## Task goal
Working line by line, output the entries below exactly as they appear.

<<<<

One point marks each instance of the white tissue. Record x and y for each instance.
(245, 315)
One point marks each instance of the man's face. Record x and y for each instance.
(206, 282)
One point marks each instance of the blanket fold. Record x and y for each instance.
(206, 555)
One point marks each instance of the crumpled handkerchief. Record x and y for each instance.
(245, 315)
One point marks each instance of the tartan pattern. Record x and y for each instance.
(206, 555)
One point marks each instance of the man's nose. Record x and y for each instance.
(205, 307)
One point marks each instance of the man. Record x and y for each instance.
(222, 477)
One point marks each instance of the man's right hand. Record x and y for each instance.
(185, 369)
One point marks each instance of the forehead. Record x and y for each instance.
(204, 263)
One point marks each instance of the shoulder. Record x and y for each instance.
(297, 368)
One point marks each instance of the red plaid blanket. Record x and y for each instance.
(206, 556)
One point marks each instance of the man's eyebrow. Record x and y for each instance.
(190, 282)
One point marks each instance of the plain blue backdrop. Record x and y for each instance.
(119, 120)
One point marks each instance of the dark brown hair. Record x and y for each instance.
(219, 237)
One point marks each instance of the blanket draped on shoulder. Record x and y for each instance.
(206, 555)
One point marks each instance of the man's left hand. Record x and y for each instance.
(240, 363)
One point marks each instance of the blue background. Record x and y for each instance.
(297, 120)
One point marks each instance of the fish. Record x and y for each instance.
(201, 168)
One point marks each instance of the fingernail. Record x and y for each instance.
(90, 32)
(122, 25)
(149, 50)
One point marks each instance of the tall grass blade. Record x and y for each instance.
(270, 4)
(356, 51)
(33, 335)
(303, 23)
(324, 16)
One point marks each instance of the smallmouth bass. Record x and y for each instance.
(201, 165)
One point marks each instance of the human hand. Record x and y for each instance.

>>>>

## The completed task
One point marks each instance of the white tissue. Record x and y for each instance.
(245, 315)
One point marks each instance of the man's face. Record x and y for each instance.
(206, 282)
One point marks each instance of the blanket fold. Record x and y for each instance.
(206, 555)
One point marks each instance of the crumpled handkerchief. Record x and y for each instance.
(245, 315)
One point marks each instance of the tartan pattern. Record x and y for each instance.
(206, 555)
One point marks each instance of the man's nose. Record x and y for each instance.
(205, 307)
One point marks each instance of the man. Record x and y for each instance.
(222, 477)
One point marks each instance of the man's right hand. Record x and y for each instance.
(185, 369)
One point marks each instance of the forehead. Record x and y for each instance.
(204, 263)
One point marks each instance of the shoulder. Record x and y for each instance.
(297, 368)
One point marks each instance of the red plaid blanket. Record x and y for each instance.
(206, 556)
One point marks each instance of the man's eyebrow. Record x and y for each instance.
(190, 282)
One point marks each instance of the plain blue backdrop. Record x and y for each instance.
(119, 120)
One point marks each instance of the dark brown hair. Record x and y for each instance.
(219, 237)
One point marks each instance of the blanket draped on shoulder. Record x and y for each instance.
(206, 555)
One point marks each instance of the man's left hand. Record x and y for each instance.
(240, 363)
One point marks each instance of the blue background. Record x and y for each instance.
(297, 120)
One point marks each instance of the fish. Record x and y for each instance.
(201, 168)
One point marks each instance of the fingernail. Record x and y for each instance.
(90, 32)
(122, 25)
(149, 50)
One point marks each instance of the tall grass blade. Record x and y for each instance.
(270, 4)
(356, 51)
(33, 335)
(303, 23)
(324, 16)
One point marks each instance of the smallmouth bass. Record x and y for each instance.
(201, 165)
One point marks each instance of the human hand. Record x and y for each instance.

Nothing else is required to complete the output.